WHAT NEEDS TO BE DONE =>
Please pick out every line in the material below that contains the word "foliage" and copy each of those lines in full.

Image region labeling entries =>
## Begin

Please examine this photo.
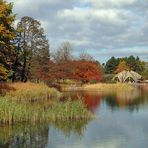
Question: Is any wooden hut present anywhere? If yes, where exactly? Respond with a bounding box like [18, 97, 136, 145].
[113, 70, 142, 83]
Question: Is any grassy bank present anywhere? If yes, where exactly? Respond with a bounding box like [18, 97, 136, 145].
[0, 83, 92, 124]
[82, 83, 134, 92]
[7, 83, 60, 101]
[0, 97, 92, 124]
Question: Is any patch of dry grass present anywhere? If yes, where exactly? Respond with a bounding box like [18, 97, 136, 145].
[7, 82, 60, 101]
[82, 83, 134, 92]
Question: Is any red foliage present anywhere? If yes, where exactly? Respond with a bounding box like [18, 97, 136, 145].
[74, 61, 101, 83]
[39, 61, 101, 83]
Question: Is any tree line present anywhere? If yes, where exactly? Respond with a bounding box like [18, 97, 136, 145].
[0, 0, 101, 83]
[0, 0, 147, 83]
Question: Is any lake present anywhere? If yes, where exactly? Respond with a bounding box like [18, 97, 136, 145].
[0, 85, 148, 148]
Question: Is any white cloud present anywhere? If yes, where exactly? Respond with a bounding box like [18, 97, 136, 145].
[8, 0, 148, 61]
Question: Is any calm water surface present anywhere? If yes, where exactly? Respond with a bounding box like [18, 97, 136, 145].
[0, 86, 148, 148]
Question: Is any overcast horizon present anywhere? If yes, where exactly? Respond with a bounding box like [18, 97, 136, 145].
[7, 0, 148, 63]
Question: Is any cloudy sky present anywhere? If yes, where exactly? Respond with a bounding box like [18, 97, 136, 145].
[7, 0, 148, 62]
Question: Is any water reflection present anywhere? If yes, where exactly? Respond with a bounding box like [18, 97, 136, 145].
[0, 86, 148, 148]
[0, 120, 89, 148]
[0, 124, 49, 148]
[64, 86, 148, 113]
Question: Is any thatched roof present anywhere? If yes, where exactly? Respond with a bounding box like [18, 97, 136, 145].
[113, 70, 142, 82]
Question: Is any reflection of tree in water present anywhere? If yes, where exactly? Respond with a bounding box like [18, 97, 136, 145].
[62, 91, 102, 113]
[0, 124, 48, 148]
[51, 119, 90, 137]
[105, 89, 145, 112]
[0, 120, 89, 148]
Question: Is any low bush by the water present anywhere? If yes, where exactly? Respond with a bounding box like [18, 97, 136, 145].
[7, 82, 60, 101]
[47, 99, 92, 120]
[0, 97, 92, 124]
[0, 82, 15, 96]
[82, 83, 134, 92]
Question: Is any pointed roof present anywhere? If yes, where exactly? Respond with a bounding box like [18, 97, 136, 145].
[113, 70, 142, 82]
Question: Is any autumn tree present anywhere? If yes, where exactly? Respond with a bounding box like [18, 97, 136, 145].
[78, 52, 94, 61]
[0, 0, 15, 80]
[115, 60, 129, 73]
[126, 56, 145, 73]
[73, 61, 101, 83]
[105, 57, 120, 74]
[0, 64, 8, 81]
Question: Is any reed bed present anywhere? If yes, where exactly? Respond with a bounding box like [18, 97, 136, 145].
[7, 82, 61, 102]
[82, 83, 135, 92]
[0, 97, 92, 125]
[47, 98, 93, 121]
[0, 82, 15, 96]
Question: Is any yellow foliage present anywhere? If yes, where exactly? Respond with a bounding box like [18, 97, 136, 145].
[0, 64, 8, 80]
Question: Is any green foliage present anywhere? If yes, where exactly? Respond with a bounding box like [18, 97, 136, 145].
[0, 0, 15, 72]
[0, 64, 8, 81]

## End

EXERCISE RESULT =>
Question: Is any red foliage present anywhere? If yes, where exactly? Respond with a bounding box like [18, 97, 136, 145].
Question: Is any yellow foliage present anywhere? If yes, where exactly? Respond with a bounding box like [18, 97, 136, 145].
Question: Is any green foliage present anywhere? If yes, where exactly? Respond with a bounding box like [18, 97, 136, 145].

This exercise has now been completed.